> _COMPITI DA SVOLGERE_:
A. Nel testo sui premi Resistenza Casearia 2023, a chi è intitolato il premio assegnato a Tetyana Stramnova?
B. Riprendi il testo sui premi Resistenza Casearia 2023 e portalo avanti a partire dall'ultima frase riportata.

══ TESTO DI PARTENZA

Ecco chi sono i premiati per Resistenza Casearia 2023 della quattordicesima edizione di Cheese.

Tetyana Stramnova, Ucraina

Una donna casara/pastora/allevatrice che svolge un ruolo cruciale nella conservazione dei saperi e delle tradizioni - premio intitolato ad Agitu Ideo Gudeta: Tetyana Stramnova – Ucraina. Il premio è consegnato a Cheese da Reale Mutua.

Perché nonostante la guerra, la paura, il pericolo che incombe ogni giorno sulla sua terra, Tetyana Stramnova ha trovato il coraggio di ricominciare, partendo da un piccolo allevamento di capre. Grazie all’energia che le trasmettono i suoi figli, ha la forza di andare avanti, e occuparsi di educazione e di programmi per i bambini affetti da autismo.

Tetyana Stramnova ha iniziato come designer di interni a Donetsk e ha avviato la sua fattoria quando ha avuto il primo figlio, iniziando ad allevare quaglie. Quando i russi sono arrivati nella regione, lei e la sua famiglia se ne sono dovuti andare e si sono spostati Muzikyvka, nella regione di Kherson. Lì hanno cercato di ripristinare l’allevamento di pollame, ma l’attività è fallita. 

«In realtà sono i miei figli che hanno scelto Muzikyvka come luogo in cui rimanere, perché l’hanno percepita come una casa a prima vista».

════
══ DATI FORNITI

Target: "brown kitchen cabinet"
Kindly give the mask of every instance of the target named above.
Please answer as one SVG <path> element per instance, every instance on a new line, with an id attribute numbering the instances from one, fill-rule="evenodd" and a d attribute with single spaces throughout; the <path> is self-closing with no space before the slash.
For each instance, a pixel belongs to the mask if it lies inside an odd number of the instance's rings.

════

> _RISULTATI_:
A. Ad Agitu Ideo Gudeta.

B.
Qui, Tetyana ha deciso di fare qualcosa di nuovo: ha iniziato ad allevare capre di una razza locale da salvare, caratterizzata dalle orecchie corte, e ha imparato a fare il formaggio. Così è nato l’allevamento Amalthea, dal nome della sua prima capra. Accanto alla produzione, ha iniziato a organizzare escursioni per i bambini disabili. Alla vigilia dell’invasione, il consiglio del villaggio le ha assegnato un terreno per la costruzione di un caseificio.

A quel punto avrebbe dovuto trovare i soldi per realizzare i locali e le attrezzature, ma ha invece dedicato tutti i mesi successivi a tentare di proteggere dai russi quel che era riuscita a creare. Terminata l’occupazione di Muzikyvka, tutto è ricominciato quasi da capo. 

«I miei figli sono affetti da un disturbo dello spettro autistico e gli insegnanti mi hanno fatto notare che sono migliorati molto, sentendosi più sicuri e positivi. Per questo ho deciso di iniziare a organizzare delle attività in fattoria, e ho sviluppato una metodologia per insegnare ai bambini con autismo».

Tutto questo, resistendo e difendendo la terra e la vita dai continui attacchi, e vivendo costantemente sotto stress e paura. 

«La mia motivazione principale sono i bambini. Devo lasciare qualcosa per loro, per questo ho ricominciato più volte. Dobbiamo andare avanti con la nostra vita».

Marcello Villa, Liguria

Un anziano casaro/pastore/allevatore, custode di un sapere antico e punto di riferimento per le nuove generazioni: Marcello Villa – Liguria. Il premio è consegnato a Cheese da Qba.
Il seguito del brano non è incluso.